◆ Requests:
1. In the forum thread about artists' personal lives, which rapper does Ally say they will keep buying no matter how many times he gets arrested?
2. From the forum thread about artists' personal lives, extract the passage verbatim, beginning at the words "Further, should an" and stopping after "buy used anyway.".
3. Write what comes next in the forum thread about artists' personal lives, picking up after its final post.

[START OF Excerpt to read]

Further, should an artist's personal life influence the way you listen to music? Can you still appreciate the music of artists whose actions/beliefs you otherwise find questionable?
― Sean Carruthers, Tuesday, 8 May 2001 00:00 (twenty-three years ago) link
To me (to quote Jesse Jackson on SNL) the initial question is moot. In those cases, you buy it used. Well, you should always buy used anyway.
― Ned Raggett, Tuesday, 8 May 2001 00:00 (twenty-three years ago) link
I honestly can't think of an example where I turned down a CD I liked because of the behavior of the artist. I wish I could, almost, because I feel like I'm just reiterating Ned, but I really don't care what a person says or thinks in terms of their art. In the specific examples in the question, I don't really LIKE either of those artists for musical reasons so I don't buy them. But I'll still buy Jay-Z no matter how many times he gets arrested...
I suppose that Eminem is a bit like that for me in that his beliefs are just utterly vile to me, but on the other hand I completely loathe most of his music, and find him to have an annoying, annoying voice, so even that's not solely on the basis of his belief system.
― Ally, Tuesday, 8 May 2001 00:00 (twenty-three years ago) link
― Stevie Nixed, Tuesday, 8 May 2001 00:00 (twenty-three years ago) link
But, of course, we're on the Internet now, and ILM and FT have a small but appreciable audience of sometimes-influenceable people - so the interesting question should perhaps be: do you/should you let principles affect what you *write* about?
― Tom, Tuesday, 8 May 2001 00:00 (twenty-three years ago) link
But I don't feel that way about downloading Ludacris et al from pre- block Napster or from the MP3 newsgroups or wherever. I suppose the difference in feeling is because there is no direct financial transaction involved, and it's not a physical entity so I don't feel I've "bought into it" in such an obvious way. I'm sorry if I sound priggish, but my moral feelings about music "being there" in a purely disposable, non-visible sense are very different to my feelings about it "being there" in a sense that screams up at me from a CD cover.

[END OF Excerpt to read]
[START OF Excerpted data]

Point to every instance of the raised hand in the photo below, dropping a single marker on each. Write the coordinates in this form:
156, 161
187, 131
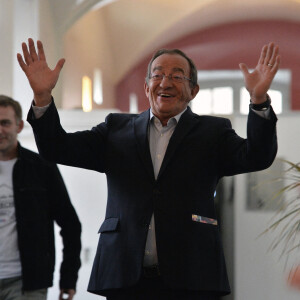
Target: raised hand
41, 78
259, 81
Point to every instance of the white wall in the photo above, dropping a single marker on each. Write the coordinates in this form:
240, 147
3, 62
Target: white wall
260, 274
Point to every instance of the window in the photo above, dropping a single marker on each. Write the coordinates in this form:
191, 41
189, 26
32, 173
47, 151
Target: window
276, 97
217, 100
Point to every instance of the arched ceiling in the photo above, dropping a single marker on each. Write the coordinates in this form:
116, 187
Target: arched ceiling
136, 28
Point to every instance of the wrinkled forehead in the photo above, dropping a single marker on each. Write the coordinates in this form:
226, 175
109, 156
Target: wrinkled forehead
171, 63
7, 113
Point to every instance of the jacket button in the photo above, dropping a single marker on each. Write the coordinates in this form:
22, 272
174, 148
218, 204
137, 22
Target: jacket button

[END OF Excerpted data]
[START OF Excerpted data]

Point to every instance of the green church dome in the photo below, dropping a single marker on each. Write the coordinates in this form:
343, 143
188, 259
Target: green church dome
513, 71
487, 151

[END OF Excerpted data]

◆ The results:
1. Jay-Z

2.
Further, should an artist's personal life influence the way you listen to music? Can you still appreciate the music of artists whose actions/beliefs you otherwise find questionable?
― Sean Carruthers, Tuesday, 8 May 2001 00:00 (twenty-three years ago) link
To me (to quote Jesse Jackson on SNL) the initial question is moot. In those cases, you buy it used. Well, you should always buy used anyway.

3.
― Robin Carmody, Tuesday, 8 May 2001 00:00 (twenty-three years ago) link
― Andrew L, Tuesday, 8 May 2001 00:00 (twenty-three years ago) link
As for the old chestnut of Wagner / Hitler, I certainly don't believe in denouncing music simply because of connections with nationalism and fascism. The BNP have invoked "Tam Lin", but I don't think that reflects badly on Fairport Convention's version of same; it just shows that racists will always jump on anything "traditional".
― Kris, Tuesday, 8 May 2001 00:00 (twenty-three years ago) link
― Patrick, Tuesday, 8 May 2001 00:00 (twenty-three years ago) link
One example - the Chili Peppers.
― Kim, Tuesday, 8 May 2001 00:00 (twenty-three years ago) link
― Otis Wheeler, Tuesday, 8 May 2001 00:00 (twenty-three years ago) link
― DG, Tuesday, 8 May 2001 00:00 (twenty-three years ago) link
― Mark, Tuesday, 8 May 2001 00:00 (twenty-three years ago) link
― Sterling Clover, Tuesday, 8 May 2001 00:00 (twenty-three years ago) link
So: a's work I can live with; b's I just needn't worry abt. Handy.
I can think of several people who've made racist remarks — Clapton, famously — whose work is entirely evidently not racist, but nevertheless disappointing subsequently, and ultimately a failure, because it veers away from even glancing at the contradictions in the situation (not least: white guy working in black tradition). He's atoned, sure, but not interestingly. Costello: he atoned; he's also pushed into a zone sometimes where he's unpicked (or anyway picked at) exactly what it is that causes his kind of remark to be made (unmoored provocation, the complacencies of anti-complacency). Eminem: I have ZERO problem with his — or Slim Shady's or whoever's — homophobia when so much of E's work is directly and forever ABOUT the contradictions of attitude and stance and anger and resentment and blame and confusion... As with Celine, the problem doesn't even quite arise: what's on the page needs the plunge through the stuff that it is, its study of itself as pathology, or whatever.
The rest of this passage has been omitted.